- Directions -
Copy out only those lines running from the line with "of the eyeglasses" to the end of the listing, keeping each one exactly as it is.

Data supplied Start Marker

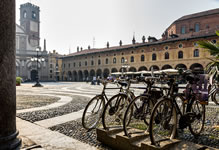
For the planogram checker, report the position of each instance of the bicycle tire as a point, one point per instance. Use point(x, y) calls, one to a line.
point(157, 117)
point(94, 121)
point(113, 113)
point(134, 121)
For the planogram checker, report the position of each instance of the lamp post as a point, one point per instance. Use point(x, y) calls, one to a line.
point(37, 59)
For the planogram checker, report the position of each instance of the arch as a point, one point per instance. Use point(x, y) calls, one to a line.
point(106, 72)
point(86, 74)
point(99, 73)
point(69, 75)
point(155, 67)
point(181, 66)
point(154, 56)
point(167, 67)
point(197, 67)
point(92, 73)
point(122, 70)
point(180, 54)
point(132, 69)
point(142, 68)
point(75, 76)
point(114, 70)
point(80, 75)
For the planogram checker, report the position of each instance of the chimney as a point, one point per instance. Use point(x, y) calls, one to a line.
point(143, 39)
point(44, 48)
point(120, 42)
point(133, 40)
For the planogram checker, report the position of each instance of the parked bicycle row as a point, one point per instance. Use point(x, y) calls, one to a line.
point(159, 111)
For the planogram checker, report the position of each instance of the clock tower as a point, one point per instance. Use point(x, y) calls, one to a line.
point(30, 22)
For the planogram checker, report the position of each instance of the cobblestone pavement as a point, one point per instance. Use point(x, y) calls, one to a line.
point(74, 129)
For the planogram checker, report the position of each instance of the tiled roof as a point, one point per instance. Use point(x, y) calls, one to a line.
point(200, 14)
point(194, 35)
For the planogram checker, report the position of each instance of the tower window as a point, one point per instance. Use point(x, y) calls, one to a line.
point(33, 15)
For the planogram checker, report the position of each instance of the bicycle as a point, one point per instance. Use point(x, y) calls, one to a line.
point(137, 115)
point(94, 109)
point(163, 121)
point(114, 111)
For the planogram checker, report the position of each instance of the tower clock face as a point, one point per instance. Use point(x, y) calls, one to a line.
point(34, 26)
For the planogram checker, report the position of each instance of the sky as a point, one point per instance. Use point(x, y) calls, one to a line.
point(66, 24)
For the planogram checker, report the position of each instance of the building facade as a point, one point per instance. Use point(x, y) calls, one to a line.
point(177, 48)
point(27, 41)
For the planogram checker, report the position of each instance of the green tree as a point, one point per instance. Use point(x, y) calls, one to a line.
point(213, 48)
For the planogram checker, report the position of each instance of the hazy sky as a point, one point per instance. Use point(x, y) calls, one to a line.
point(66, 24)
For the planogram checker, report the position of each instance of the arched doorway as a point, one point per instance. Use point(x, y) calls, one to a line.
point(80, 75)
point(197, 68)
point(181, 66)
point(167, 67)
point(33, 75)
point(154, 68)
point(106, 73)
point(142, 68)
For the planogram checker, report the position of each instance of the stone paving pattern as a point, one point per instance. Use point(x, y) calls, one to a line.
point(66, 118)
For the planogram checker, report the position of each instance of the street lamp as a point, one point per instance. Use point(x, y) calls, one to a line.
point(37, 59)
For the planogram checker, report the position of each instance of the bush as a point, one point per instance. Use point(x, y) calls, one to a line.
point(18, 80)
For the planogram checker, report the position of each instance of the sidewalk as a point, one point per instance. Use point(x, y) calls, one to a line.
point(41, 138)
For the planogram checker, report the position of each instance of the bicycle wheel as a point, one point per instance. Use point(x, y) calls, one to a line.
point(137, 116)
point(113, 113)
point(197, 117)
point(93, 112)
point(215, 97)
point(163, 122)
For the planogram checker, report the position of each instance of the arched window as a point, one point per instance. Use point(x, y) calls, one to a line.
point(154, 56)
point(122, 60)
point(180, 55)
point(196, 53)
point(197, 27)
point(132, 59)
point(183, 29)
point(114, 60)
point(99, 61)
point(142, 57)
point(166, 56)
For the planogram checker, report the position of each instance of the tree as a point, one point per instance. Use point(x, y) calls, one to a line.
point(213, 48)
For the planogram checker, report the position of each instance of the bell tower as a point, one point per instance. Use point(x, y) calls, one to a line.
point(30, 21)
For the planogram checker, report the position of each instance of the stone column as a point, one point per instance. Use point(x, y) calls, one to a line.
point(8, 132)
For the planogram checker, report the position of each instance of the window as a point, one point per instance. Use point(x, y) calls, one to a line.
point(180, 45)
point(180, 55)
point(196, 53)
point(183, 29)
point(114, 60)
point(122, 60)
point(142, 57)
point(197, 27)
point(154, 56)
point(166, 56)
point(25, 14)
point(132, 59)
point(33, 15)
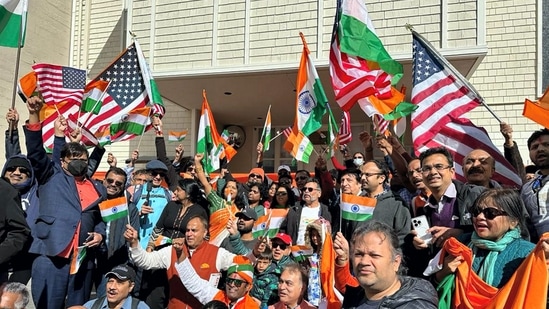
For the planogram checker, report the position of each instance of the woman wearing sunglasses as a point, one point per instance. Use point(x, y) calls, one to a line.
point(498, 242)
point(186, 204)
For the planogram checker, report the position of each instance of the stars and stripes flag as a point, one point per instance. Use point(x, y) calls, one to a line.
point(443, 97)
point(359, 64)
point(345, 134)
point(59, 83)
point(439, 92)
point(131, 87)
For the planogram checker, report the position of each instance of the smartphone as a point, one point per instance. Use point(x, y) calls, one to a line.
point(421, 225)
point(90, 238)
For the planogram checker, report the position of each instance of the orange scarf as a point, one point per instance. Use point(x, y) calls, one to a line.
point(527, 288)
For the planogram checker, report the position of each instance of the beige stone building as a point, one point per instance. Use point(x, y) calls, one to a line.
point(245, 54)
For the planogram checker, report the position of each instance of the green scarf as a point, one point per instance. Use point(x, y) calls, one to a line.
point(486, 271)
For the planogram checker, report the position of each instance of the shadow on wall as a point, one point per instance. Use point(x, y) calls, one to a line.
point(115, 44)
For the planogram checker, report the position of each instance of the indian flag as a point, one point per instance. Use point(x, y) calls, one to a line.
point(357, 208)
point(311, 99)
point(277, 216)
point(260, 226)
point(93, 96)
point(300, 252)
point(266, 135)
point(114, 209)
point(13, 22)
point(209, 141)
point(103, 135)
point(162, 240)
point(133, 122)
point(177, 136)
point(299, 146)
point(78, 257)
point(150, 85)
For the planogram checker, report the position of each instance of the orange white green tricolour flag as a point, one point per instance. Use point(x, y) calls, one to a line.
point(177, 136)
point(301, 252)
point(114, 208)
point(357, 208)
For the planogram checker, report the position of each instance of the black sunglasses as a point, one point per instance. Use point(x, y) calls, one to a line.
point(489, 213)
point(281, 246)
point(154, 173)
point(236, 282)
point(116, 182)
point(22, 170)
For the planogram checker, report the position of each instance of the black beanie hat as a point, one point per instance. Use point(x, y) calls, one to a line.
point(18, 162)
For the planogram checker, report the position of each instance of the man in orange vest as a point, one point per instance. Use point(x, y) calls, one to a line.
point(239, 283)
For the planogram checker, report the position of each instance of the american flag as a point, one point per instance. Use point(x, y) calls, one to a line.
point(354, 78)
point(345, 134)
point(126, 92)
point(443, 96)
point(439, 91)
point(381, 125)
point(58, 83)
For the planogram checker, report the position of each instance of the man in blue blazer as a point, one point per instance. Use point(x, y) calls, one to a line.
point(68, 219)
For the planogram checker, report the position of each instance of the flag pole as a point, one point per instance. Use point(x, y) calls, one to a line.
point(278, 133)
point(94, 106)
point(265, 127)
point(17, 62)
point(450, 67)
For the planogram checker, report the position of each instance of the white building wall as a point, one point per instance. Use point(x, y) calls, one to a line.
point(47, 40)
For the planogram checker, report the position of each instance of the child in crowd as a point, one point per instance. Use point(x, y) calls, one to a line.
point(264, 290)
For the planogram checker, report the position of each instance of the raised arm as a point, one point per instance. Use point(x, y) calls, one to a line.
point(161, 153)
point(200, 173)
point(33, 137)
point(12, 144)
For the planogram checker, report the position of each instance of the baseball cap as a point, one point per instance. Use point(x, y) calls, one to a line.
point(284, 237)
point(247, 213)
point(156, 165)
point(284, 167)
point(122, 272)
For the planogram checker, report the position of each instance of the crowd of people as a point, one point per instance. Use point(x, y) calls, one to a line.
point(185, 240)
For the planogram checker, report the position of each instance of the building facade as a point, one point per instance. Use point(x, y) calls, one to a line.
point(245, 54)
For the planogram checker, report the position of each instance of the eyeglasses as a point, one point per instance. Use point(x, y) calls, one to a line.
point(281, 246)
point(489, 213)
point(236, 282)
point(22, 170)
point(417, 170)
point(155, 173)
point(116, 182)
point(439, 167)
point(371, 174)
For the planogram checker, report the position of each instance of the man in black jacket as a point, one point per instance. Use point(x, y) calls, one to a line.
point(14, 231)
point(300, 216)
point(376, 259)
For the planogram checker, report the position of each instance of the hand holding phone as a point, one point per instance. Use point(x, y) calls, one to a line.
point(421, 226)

Data supplied End Marker

- Exercise response -
For the planogram checker, report the position of each instance of the eyeglasses as a point, one point per instance. Use point(x, y) calls, one to a line.
point(281, 246)
point(489, 213)
point(236, 282)
point(22, 170)
point(417, 170)
point(155, 173)
point(116, 182)
point(439, 167)
point(371, 174)
For the planogram checker, report the position of each instance of the man in black jacket as a point, one point per instance. Use point(x, y) calls, one to a line.
point(14, 231)
point(300, 216)
point(376, 259)
For the planogram checker, report the position of each instance of the hand holding phone as a point, one point per instance. Use point(x, y) calls, one to a line.
point(421, 226)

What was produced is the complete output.